* EXERCISE TEXT
Step 1: Configure Multiple Pods

Create an autonomy.yaml with multiple pods:

name: distribute
pods:
  - name: main-pod
    size: big
    public: true
    containers:
      - name: main
        image: main

  - name: runner-pod
    size: big
    clones: 5  # Creates 5 identical pods
    containers:
      - name: runner
        image: runner

Key Concepts:

main-pod: The primary pod that coordinates work
runner-pod: Worker pods that process tasks
clones: 5: Creates 5 separate machines running the runner container
Each clone is a separate machine with its own Node
Both main and runner containers are Autonomy Nodes (they call Node.start())
You could also add non-Node containers in a Zone (like MCP servers) that don’t call Node.start()

IMPORTANT: If your distributed workers need MCP tools, each pod must have its own MCP server container since agents and workers access MCP servers over localhost. See the tools guide section on multi-pod deployments for complete examples.

Step 2: Discover Nodes in a Zone

Use Zone.nodes() to find nodes running in other containers:

from autonomy import Node, Zone


async def main(node):
    # Get all nodes, in this node's zone, matching the filter
    runners = await Zone.nodes(node, filter="runner")

    print(f"Found {len(runners)} runner nodes")
    for runner in runners:
        print(f"  - {runner.name}")


Node.start(main)

How This Works:

Zone.nodes(node, filter=“runner”): Returns list of Node objects from pods containing “runner” in their name
Each Node object represents a remote node running in a different pod
You can interact with remote nodes the same way as the local node

Step 3: Start Workers on Remote Nodes

Start workers on remote nodes just like local workers:

from autonomy import Node, Zone
import secrets


class Worker:
    async def handle_message(self, context, message):
        await context.reply(f"Processed: {message}")


async def main(node):
    # Get remote nodes
    runners = await Zone.nodes(node, filter="runner")

    # Start a worker on each remote node
    for runner in runners:
        worker_name = secrets.token_hex(3)
        await runner.start_worker(worker_name, Worker())

        # Send message to worker on remote node
        reply = await runner.send_and_receive(
            worker_name,
            f"hello from {runner.name}",
            timeout=1000
        )
        print(f"Got reply: {reply}")


Node.start(main)

Important:

Use runner.start_worker() instead of node.start_worker() to start on remote node
Use runner.send_and_receive() to send messages to workers on that remote node
Each runner node operates independently

Step 4: Distribute Work Across Nodes

Process work in parallel across multiple machines:

from autonomy import Node, Zone
import asyncio
import secrets
import json


class DataProcessor:
    async def handle_message(self, context, message):
        data = json.loads(message)
        # Process data (expensive computation)
        result = {"processed": len(data), "items": data}
        await context.reply(json.dumps(result))


async def process_on_runner(runner, data):
    # Start worker on this runner
    worker_name = secrets.token_hex(3)
    await runner.start_worker(worker_name, DataProcessor())

    # Send data and get result
    data_json = json.dumps(data)
    result_json = await runner.send_and_receive(
        worker_name,
        data_json,
        timeout=10000
    )

    # Stop worker
    await runner.stop_worker(worker_name)

* SOURCE MATERIAL
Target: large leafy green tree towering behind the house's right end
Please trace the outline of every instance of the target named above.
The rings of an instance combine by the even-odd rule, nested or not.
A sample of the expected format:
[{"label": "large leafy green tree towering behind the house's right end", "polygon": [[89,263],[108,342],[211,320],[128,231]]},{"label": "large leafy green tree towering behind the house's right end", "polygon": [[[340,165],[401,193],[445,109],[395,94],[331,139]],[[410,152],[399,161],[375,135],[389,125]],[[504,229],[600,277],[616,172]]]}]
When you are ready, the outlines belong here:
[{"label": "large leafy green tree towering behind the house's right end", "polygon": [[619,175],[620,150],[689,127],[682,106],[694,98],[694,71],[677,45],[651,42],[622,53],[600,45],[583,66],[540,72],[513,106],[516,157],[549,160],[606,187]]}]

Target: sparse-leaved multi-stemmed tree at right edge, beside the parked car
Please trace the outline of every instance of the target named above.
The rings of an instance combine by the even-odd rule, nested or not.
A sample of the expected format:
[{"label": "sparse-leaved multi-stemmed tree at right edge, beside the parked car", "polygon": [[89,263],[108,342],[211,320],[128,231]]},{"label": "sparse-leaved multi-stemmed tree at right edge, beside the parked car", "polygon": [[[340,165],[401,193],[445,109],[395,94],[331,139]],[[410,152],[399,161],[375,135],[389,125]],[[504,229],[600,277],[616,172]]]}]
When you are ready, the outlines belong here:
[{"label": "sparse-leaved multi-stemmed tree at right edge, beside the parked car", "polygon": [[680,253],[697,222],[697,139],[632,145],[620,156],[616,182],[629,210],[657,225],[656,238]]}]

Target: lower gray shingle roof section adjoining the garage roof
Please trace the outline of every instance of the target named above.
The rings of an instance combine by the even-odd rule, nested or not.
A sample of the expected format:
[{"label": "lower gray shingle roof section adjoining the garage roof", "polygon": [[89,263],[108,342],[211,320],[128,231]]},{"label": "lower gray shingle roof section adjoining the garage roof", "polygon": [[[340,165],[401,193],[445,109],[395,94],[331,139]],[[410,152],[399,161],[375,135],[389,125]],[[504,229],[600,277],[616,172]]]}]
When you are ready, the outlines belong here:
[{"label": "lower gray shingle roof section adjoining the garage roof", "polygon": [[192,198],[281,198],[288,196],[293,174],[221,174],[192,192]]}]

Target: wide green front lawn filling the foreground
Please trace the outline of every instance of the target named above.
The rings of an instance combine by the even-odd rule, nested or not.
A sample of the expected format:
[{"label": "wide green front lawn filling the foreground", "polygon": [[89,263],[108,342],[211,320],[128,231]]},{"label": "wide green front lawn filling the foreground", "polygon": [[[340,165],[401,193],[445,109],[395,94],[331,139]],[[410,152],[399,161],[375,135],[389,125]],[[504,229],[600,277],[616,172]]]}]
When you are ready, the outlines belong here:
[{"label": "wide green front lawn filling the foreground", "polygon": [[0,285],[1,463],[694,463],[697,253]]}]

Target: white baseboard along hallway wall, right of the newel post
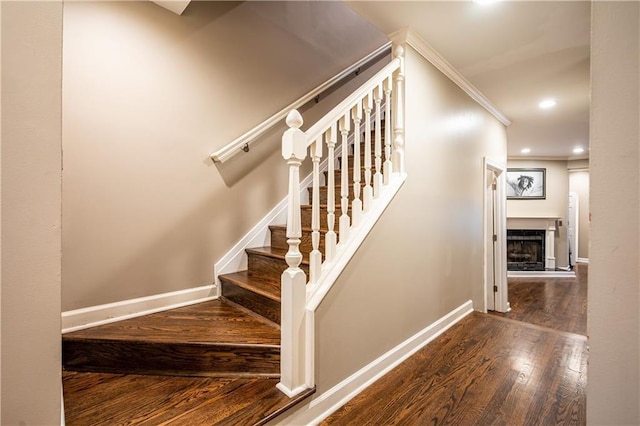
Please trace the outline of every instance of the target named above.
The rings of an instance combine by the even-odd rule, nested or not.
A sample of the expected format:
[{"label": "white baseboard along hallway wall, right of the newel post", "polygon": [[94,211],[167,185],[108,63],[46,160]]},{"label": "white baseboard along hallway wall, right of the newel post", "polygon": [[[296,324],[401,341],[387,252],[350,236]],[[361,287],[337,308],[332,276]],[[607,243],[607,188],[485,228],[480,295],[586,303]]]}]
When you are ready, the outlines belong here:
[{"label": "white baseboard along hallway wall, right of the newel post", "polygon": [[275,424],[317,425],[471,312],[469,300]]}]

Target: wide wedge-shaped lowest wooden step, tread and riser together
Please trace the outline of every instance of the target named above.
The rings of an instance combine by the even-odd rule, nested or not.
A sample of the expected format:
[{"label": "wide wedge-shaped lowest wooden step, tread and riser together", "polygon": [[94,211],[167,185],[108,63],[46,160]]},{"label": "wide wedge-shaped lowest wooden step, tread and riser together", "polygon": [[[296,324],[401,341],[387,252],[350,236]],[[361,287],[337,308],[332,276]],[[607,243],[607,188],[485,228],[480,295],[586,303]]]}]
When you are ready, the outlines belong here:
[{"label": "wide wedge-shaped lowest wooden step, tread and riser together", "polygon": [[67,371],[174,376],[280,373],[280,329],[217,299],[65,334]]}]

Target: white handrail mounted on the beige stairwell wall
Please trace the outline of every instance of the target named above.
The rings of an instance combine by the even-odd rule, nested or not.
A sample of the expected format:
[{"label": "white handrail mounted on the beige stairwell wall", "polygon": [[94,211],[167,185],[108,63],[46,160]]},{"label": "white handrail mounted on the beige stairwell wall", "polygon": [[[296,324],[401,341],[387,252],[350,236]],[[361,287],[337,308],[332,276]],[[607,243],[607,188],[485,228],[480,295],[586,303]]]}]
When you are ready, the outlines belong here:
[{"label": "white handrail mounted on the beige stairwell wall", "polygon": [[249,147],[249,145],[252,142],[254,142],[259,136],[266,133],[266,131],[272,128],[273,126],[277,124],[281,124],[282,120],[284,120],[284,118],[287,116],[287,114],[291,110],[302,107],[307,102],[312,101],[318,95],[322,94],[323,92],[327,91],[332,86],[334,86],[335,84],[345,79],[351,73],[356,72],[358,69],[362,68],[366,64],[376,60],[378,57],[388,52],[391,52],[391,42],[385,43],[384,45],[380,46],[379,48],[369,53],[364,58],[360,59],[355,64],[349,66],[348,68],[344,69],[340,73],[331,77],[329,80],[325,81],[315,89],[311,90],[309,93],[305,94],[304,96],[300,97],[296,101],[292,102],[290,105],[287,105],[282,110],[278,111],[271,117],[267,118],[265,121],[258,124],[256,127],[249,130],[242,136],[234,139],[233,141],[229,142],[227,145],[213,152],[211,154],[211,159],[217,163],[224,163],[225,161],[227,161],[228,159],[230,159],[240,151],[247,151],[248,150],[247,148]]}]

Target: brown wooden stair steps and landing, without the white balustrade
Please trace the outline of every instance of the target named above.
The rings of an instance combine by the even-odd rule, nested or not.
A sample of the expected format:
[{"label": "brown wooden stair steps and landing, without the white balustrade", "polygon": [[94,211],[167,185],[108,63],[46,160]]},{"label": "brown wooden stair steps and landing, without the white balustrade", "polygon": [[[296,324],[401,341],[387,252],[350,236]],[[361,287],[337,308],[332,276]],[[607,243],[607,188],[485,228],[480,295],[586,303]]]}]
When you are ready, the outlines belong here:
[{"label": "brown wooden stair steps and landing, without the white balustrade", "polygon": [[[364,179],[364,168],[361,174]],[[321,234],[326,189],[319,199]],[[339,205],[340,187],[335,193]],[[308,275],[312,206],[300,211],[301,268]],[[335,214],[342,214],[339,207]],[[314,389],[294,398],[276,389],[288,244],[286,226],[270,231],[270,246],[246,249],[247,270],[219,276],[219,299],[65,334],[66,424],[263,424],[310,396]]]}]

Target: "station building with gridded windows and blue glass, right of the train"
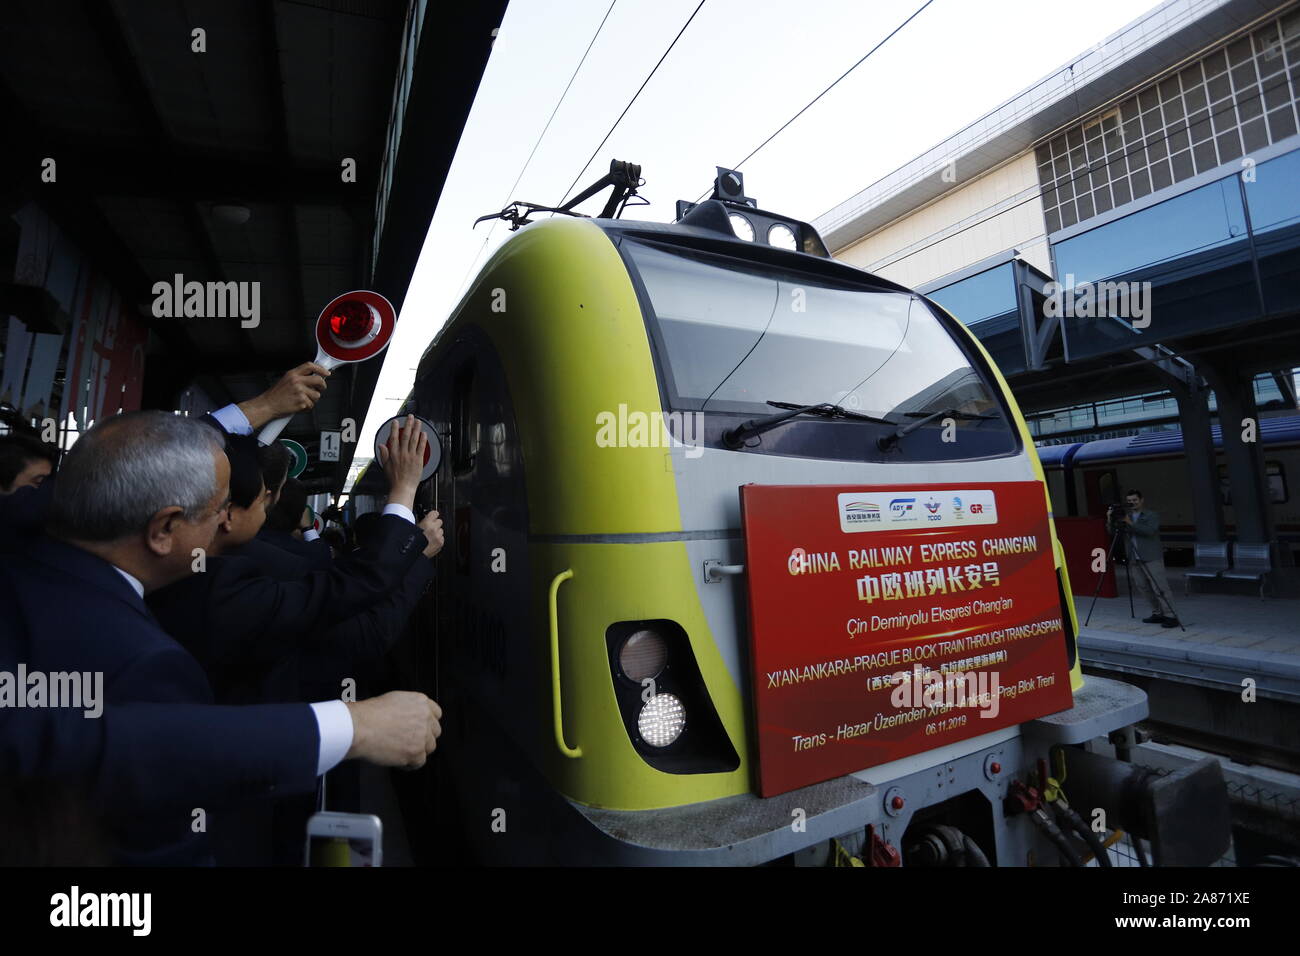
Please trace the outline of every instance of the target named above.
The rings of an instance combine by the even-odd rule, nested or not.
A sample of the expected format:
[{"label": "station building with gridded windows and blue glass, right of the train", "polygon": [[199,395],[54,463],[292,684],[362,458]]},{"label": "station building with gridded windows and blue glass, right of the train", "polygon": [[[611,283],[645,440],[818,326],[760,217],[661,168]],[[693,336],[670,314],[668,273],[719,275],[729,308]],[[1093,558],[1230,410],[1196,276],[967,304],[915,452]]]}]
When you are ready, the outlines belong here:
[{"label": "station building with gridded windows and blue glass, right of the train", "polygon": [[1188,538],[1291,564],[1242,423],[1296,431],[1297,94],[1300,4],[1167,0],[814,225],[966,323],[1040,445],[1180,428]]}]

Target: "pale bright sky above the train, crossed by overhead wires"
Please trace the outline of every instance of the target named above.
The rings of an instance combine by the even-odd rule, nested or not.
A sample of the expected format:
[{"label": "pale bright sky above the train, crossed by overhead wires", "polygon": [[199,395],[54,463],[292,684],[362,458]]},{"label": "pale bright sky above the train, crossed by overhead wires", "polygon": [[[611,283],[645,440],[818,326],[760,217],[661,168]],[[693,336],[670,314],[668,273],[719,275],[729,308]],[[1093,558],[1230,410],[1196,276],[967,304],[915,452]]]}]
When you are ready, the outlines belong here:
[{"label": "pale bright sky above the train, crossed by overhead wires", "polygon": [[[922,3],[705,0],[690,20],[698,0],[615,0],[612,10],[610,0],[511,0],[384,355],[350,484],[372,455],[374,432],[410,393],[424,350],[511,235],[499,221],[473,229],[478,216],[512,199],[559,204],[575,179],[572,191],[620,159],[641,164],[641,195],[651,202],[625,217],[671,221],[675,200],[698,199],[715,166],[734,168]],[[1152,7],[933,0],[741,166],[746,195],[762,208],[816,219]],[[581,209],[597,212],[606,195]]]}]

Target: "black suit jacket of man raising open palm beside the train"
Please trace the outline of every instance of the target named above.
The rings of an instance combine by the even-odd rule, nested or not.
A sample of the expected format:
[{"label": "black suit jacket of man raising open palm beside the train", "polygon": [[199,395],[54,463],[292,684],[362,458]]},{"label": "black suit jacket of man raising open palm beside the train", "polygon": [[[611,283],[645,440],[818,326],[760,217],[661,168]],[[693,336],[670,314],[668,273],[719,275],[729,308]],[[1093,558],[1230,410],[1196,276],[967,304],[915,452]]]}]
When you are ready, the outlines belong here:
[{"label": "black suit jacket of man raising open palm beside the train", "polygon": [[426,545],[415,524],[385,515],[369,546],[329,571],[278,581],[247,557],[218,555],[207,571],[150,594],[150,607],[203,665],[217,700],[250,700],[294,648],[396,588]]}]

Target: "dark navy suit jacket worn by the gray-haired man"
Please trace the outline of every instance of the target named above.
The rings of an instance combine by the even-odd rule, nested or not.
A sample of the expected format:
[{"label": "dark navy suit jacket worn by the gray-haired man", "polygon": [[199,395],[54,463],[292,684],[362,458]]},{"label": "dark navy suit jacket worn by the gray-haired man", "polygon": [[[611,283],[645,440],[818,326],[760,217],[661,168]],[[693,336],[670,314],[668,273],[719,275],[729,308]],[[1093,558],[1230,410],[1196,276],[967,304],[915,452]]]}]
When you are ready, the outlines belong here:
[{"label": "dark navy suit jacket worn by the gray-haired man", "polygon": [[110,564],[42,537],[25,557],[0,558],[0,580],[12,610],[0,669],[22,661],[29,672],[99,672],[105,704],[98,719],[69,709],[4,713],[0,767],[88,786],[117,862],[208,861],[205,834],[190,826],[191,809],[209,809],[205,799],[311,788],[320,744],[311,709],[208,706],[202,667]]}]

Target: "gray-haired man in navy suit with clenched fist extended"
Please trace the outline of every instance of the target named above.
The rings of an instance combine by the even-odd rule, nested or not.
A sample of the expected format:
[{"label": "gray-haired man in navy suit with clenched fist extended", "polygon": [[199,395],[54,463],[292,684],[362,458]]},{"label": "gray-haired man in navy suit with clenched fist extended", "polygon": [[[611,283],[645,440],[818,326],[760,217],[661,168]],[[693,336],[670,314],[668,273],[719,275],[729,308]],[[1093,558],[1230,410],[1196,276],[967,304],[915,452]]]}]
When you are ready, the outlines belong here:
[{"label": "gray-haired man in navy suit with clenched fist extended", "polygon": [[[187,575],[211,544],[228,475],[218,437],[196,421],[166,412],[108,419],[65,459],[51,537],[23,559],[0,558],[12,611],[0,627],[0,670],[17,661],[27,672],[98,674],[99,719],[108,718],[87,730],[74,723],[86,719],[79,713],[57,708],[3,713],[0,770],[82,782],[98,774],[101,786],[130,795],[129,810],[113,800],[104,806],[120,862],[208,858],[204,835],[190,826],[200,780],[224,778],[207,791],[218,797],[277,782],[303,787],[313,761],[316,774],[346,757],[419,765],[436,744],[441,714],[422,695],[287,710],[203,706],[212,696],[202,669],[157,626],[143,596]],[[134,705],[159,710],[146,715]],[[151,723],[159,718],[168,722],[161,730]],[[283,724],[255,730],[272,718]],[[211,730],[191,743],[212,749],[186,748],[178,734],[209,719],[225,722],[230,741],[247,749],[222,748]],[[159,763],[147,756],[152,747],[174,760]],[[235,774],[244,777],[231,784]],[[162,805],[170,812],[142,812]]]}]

* APPLY WHAT YOU READ
**1.** Retype from the Autonomy multi-pod guide the passage starting at "# Process data" and ending at "await runner.start_worker(worker_name, DataProcessor())".
**2.** Decide whether each statement agrees with the Autonomy multi-pod guide, answering yes or no and quoting the deciding words: (a) the runner-pod consists of worker pods that process tasks; (b) the main-pod is configured as public; (c) all clones of the runner-pod share a single Node.

* RESULTS OF THE TASKS
**1.**
# Process data (expensive computation)
        result = {"processed": len(data), "items": data}
        await context.reply(json.dumps(result))


async def process_on_runner(runner, data):
    # Start worker on this runner
    worker_name = secrets.token_hex(3)
    await runner.start_worker(worker_name, DataProcessor())

**2.**
(a) Yes: "runner-pod: Worker pods that process tasks"
(b) Yes: "public: true"
(c) No: "Each clone is a separate machine with its own Node"